- What to work on:
(a) Name every problem that the guardrail-cleanup commit message says could result from cancelling pending tasks without awaiting them.
(b) Reproduce the guardrail-cleanup commit message between "3. Updated _cleanup()" and "passed, 3 skipped)", inclusive, substituting "extensive" for "comprehensive".

- Quoted text:
_____

Fix guardrail task cleanup to properly await cancelled tasks

gn00295120 · gn00295120 · commit eb447fbdd3ab · 2025-10-23T00:50:45.000+08:00
Problem:
The _cleanup_guardrail_tasks() method in RealtimeSession was only calling
task.cancel() on pending guardrail tasks but not awaiting them. This could
lead to:
1. Unhandled task exception warnings
2. Potential memory leaks from abandoned tasks
3. Improper resource cleanup

Evidence:
- Test code in tests/realtime/test_session.py:1199 shows the correct pattern:
 await asyncio.gather(*session._guardrail_tasks, return_exceptions=True)
- Similar pattern used in openai_realtime.py:519-523 for WebSocket task cleanup

Solution:
1. Made _cleanup_guardrail_tasks() async
2. Added await asyncio.gather() for real asyncio.Task objects to properly
 collect exceptions (with isinstance check to support mock objects in tests)
3. Updated _cleanup() to await the cleanup method

Testing:
- Created comprehensive test suite in tests/realtime/test_guardrail_cleanup.py
 with 3 test cases:
 1. Verify cancelled tasks are properly awaited
 2. Verify exceptions during cleanup are handled
 3. Verify multiple concurrent tasks are cleaned up
- All new tests pass
- All existing tests pass (838 passed, 3 skipped)

_____

- Data excerpts:
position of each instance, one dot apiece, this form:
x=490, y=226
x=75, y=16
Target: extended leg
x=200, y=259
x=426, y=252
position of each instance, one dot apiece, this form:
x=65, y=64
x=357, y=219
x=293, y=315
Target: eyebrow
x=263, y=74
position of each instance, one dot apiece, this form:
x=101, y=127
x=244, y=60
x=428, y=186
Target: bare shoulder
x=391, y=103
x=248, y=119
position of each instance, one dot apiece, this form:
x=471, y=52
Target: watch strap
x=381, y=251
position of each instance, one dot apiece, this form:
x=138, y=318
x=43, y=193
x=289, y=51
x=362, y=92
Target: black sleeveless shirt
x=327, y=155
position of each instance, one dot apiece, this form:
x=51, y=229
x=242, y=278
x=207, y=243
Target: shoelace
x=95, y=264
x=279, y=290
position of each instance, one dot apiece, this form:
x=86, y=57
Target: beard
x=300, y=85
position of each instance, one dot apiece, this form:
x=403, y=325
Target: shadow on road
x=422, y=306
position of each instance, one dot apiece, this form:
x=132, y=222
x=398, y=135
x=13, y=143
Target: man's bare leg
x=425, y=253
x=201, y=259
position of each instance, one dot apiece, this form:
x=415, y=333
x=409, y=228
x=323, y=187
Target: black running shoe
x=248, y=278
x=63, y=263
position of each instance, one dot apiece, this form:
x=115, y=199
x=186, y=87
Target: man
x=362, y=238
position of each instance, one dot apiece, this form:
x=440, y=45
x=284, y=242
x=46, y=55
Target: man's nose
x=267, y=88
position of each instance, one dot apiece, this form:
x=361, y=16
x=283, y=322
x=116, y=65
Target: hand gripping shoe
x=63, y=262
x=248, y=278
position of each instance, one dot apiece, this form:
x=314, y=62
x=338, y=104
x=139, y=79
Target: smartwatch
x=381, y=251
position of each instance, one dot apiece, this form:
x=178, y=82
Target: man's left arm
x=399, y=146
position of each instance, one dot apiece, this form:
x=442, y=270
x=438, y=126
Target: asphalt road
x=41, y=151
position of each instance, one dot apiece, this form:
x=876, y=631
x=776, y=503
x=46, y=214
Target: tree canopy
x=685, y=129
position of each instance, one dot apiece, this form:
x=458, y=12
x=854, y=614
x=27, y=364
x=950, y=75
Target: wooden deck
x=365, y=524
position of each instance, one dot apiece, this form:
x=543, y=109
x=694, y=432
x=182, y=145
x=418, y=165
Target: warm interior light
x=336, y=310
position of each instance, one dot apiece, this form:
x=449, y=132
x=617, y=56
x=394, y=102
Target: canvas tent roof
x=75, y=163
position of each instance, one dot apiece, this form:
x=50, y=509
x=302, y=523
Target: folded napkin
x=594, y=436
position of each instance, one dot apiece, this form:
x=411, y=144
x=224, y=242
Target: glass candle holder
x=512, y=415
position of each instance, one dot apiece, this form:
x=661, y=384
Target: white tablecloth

_____

- Solutions to each task:
(a)
1. Unhandled task exception warnings
2. Potential memory leaks from abandoned tasks
3. Improper resource cleanup

(b)
3. Updated _cleanup() to await the cleanup method

Testing:
- Created extensive test suite in tests/realtime/test_guardrail_cleanup.py
 with 3 test cases:
 1. Verify cancelled tasks are properly awaited
 2. Verify exceptions during cleanup are handled
 3. Verify multiple concurrent tasks are cleaned up
- All new tests pass
- All existing tests pass (838 passed, 3 skipped)